(Records contained in a dataset)
════════════════

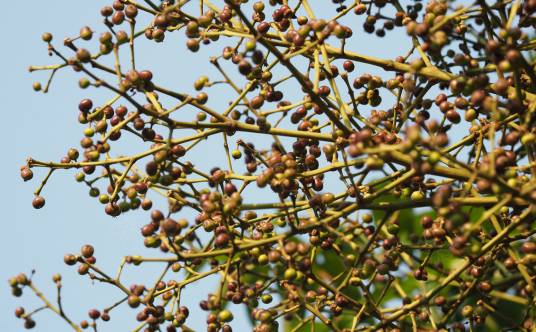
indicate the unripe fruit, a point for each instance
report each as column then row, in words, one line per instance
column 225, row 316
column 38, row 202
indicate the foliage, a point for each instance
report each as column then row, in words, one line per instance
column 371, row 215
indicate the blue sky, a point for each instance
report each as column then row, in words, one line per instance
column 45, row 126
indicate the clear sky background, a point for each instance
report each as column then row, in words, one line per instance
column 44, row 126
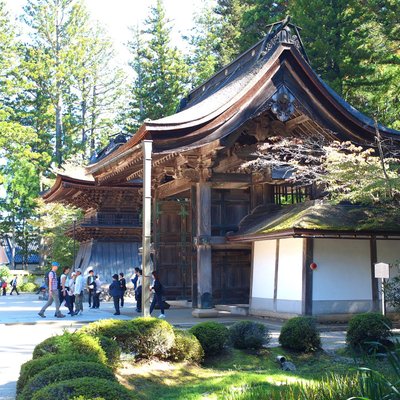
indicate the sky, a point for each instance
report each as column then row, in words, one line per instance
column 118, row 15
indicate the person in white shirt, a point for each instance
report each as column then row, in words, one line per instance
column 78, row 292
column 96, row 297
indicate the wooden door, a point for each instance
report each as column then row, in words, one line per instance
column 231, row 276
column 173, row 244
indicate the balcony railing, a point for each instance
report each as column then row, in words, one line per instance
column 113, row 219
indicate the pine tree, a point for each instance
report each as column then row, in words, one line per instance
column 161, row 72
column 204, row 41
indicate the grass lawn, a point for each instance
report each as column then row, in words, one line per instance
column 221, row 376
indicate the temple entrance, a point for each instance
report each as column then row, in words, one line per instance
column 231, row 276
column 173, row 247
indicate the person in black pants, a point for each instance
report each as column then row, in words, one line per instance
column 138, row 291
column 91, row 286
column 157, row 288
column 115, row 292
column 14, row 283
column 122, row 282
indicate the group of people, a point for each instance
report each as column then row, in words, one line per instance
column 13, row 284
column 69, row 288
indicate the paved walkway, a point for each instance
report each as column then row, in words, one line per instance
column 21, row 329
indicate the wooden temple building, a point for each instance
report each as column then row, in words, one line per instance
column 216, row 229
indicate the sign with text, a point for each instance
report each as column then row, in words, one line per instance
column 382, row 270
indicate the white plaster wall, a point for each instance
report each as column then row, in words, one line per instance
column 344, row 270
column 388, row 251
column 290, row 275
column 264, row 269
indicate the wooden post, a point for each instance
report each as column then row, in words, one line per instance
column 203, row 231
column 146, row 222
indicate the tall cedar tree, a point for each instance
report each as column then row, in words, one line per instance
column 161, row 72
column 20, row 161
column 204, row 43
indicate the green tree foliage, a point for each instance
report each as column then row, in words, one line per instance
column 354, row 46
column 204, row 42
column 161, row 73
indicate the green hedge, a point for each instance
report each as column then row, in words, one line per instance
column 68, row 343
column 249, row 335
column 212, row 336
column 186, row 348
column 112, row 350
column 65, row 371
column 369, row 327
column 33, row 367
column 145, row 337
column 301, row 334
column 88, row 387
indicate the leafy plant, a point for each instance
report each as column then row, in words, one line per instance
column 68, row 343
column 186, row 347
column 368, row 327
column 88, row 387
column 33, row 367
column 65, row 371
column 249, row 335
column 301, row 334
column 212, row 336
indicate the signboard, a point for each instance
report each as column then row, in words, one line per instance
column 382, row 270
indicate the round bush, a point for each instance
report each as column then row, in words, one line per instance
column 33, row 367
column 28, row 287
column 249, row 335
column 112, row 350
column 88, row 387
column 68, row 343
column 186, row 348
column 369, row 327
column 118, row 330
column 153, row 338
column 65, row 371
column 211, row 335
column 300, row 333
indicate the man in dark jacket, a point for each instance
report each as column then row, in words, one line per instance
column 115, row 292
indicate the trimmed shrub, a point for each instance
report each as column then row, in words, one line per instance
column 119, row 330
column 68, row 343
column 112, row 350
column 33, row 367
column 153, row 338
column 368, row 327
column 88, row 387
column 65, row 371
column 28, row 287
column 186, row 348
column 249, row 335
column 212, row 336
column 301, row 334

════════════════

Only the pictures are to be left out; write out all the other data exactly.

→ **ANSWER SPACE**:
indicate the unripe fruit, a point for each instance
report each as column then row, in words, one line per instance
column 225, row 316
column 38, row 202
indicate the foliage, a point for each instance
report each as column then row, in words, one line per instance
column 371, row 215
indicate the blue sky, a point for each instance
report each as column then row, in words, one line per instance
column 45, row 126
indicate the clear sky background, a point for each instance
report each as column then row, in words, one line per instance
column 44, row 126
indicate the sky, a point for each instance
report each as column then row, in words, one line per instance
column 118, row 15
indicate the person in white shirt, a point for each instance
report each as column then row, in words, one line per instance
column 78, row 292
column 96, row 297
indicate the wooden door, a point for each instance
report each as column then row, in words, one line per instance
column 231, row 276
column 173, row 244
indicate the balcony railing, a point for each instance
report each as column then row, in words, one line per instance
column 113, row 219
indicate the pine tree, a point for each instance
report each as column then row, in words, one line per instance
column 161, row 72
column 204, row 41
indicate the grass lawn, a point for each instance
report each as column then row, in words, one line per instance
column 221, row 376
indicate the temple entrance, a point for each instance
report each as column then row, in words, one line per instance
column 231, row 276
column 173, row 247
indicate the person in black pants, a point for each instance
report each as column then row, in words, one line per instance
column 138, row 291
column 91, row 286
column 157, row 288
column 115, row 292
column 14, row 283
column 122, row 282
indicate the group of people, a point for each instance
report each as column then row, in words, one line per instance
column 13, row 284
column 69, row 288
indicate the paved walkway, a point for each instance
report each as column then row, in words, one line per instance
column 21, row 329
indicate the wooden temple building, a point for each instance
report each as column then row, in words, one line per instance
column 216, row 229
indicate the sign with text, a point for each instance
report each as column then row, in words, one line per instance
column 382, row 270
indicate the white plaster wall, a point for each instance
report each as column then row, in words, one line per instance
column 344, row 270
column 388, row 251
column 290, row 275
column 264, row 269
indicate the wooden post, a point for each instance
report each as column then row, in words, one line per instance
column 203, row 231
column 146, row 222
indicate the tall cedar tree, a point for each instance
report each as column then row, in words, one line per instance
column 161, row 72
column 20, row 161
column 204, row 43
indicate the green tree foliage, a point for each instance
report each as column then row, in words, one line per instance
column 354, row 46
column 204, row 42
column 161, row 73
indicate the green hedge, a point for each instance
report each as column then row, in words, one line per instance
column 68, row 343
column 249, row 335
column 212, row 336
column 186, row 348
column 112, row 350
column 65, row 371
column 369, row 327
column 33, row 367
column 145, row 337
column 301, row 334
column 88, row 387
indicate the leafy plant, a point for each instance
report each as column then row, in words, one line per instance
column 68, row 343
column 186, row 347
column 368, row 327
column 88, row 387
column 33, row 367
column 65, row 371
column 249, row 335
column 301, row 334
column 212, row 336
indicate the signboard, a point for each instance
report each as column then row, in words, one line per instance
column 382, row 270
indicate the round bush, a point for each instance
report each as column then row, in words, one line per instance
column 33, row 367
column 28, row 287
column 249, row 335
column 112, row 350
column 88, row 387
column 68, row 343
column 186, row 348
column 369, row 327
column 118, row 330
column 153, row 338
column 65, row 371
column 211, row 335
column 300, row 333
indicate the man in dark jacket, a point for each instance
report each as column then row, in words, one line per instance
column 115, row 292
indicate the trimmed shrub, a point for each instance
report each as column then row, in words, one line per instance
column 119, row 330
column 68, row 343
column 112, row 350
column 33, row 367
column 153, row 338
column 368, row 327
column 88, row 387
column 65, row 371
column 28, row 287
column 186, row 348
column 249, row 335
column 212, row 336
column 301, row 334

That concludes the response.